> Work to be completed:
A word-for-word reproduction of the data below is needed, with no pictures in it.

> Data in this exercise:
- Opening Delimiter -

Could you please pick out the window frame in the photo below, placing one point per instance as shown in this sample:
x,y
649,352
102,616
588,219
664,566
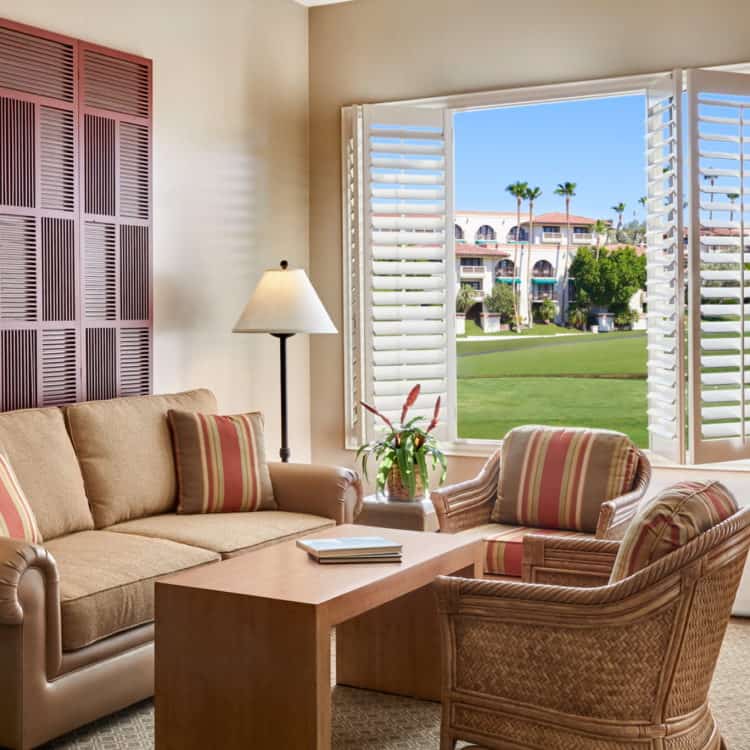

- Closing Delimiter -

> Finished task:
Could you please pick out the window frame in the photo below, placing one point per instance as shown in this sample:
x,y
649,352
102,616
588,219
664,566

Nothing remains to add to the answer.